start Provided passage
Probst v. State

OPINION

JOHNSON, Judge:

WILLIAM FRANKLIN PROBST, appellant, was charged with the crimes of Offer and Sale of Unregistered Securities, in violation of 71 O.S.1981, § 301, Count I; Failure to Register as Broker-Dealer or Agent, in violation of 71 O.S.1981, § 201, Count II; Fraud in the Offer and Sale of Securities, in violation of 71 O.S.1981, § 101, Count III; and, Embezzlement by Trustee, in violation of 21 O.S.1981, § 1454, Count IV, in Case No. CRF-87-429 in the District Court of Canadian County. At the preliminary hearing, the Honorable Ken Dickerson, Special Judge of Canadian County, sustained appellant’s demurrer to all four counts. However, on the State’s Rule 6 appeal (now 22 O.S.1981, § 1089.1 et seq.), the Honorable Edward C. Cunningham, District Judge, reinstated Counts I, II and III. Appellant was represented by counsel in a non-jury trial. The trial court returned a verdict of guilty on all three counts and set punishment at three (3) years imprisonment and a $5,000.00 fine for each count. The trial court ordered the sentences to run concurrently. From these Judgments and Sentences, appellant appeals.

In his first assignment of error, appellant contends that the district court erred in reversing the decision of the preliminary hearing magistrate with regard to Counts I, II and III because the State failed to present sufficient evidence that a security existed. We will, therefore, review the evidence presented at the preliminary hearing.

Prior to any testimony, both parties stipulated that appellant was not registered with the Department of Securities as an investment advisor, agent, broker, or dealer nor was the Charlestown Limited Partnership registered with the Department of Securities. The first witness, Barbara Yanda, testified that on December 18,1984, she and her husband hired appellant for his estate planning services. At this initial meeting, Mrs. Yanda gave appellant a check made payable to “Stonemark International” for $5,000.00 as the first installment for his fee. The Yandas met with appellant again on December 20, 1984, at which time they paid appellant $10,000 as the balance of his fee. This check was also made payable to “Stonemark International.”

During this second meeting, appellant also informed the Yandas of some apartments being built in Edmond and advised them that if they invested in the apartments, they would receive back their investment and, in addition, some of the profit when the apartments were sold. At that time, Mrs. Yanda gave appellant a check for $100,000.00. This check was made payable to “Alexco” and was designated for the “Edmond Project.” Mrs. Yanda admitted that she did not know if appellant owned Stonemark International nor did she know if he had any ownership interest in the corporation.

Next, Mary Jackson testified that she had been a secretary for Glen Vance at the Commercial Funding Corporation for fifteen years. During her tenure, she stated that she performed duties for many corporations which were located in the Commercial Funding Corporation building, including ALEXCO. Ms. Jackson testified that appellant moved into the building in 1981. She stated that she performed duties for appellant which included typing the articles of incorporation for Stonemark International. Ms. Jackson identified some minutes from a meeting of the directors of Stone-mark, which listed appellant as the chairman. Ms. Jackson stated that in 1982/1983, Commercial Funding put Stone-mark’s estate planning services on its computer. She claimed that Commercial Funding and ALEXCO were connected in that the same principles were involved in both companies. Ms. Jackson testified that Stonemark moved out of the building in *2821983, but that appellant came by approximately four times a week to pick up checks payable to Stonemark from ALEXCO and Commercial Funding. Ms. Jackson admitted that the checks were loans, but she was unaware whether any of the loans had ever been repaid. Ms. Jackson also stated that appellant frequently delivered checks to her that were to be invested in a specific partnership or joint venture. Finally, Ms. Jackson noted that estate planning services had been performed for the same people that appellant brought checks in on.
end Provided passage
start Extracted entries
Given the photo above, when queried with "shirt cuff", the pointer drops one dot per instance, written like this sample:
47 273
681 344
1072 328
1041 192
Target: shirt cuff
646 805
end Extracted entries
* What is expected
Reproduce the Probst v. State opinion word for word, starting at the words "During this second" and ending after "in the corporation.".

* Expected answer
During this second meeting, appellant also informed the Yandas of some apartments being built in Edmond and advised them that if they invested in the apartments, they would receive back their investment and, in addition, some of the profit when the apartments were sold. At that time, Mrs. Yanda gave appellant a check for $100,000.00. This check was made payable to “Alexco” and was designated for the “Edmond Project.” Mrs. Yanda admitted that she did not know if appellant owned Stonemark International nor did she know if he had any ownership interest in the corporation.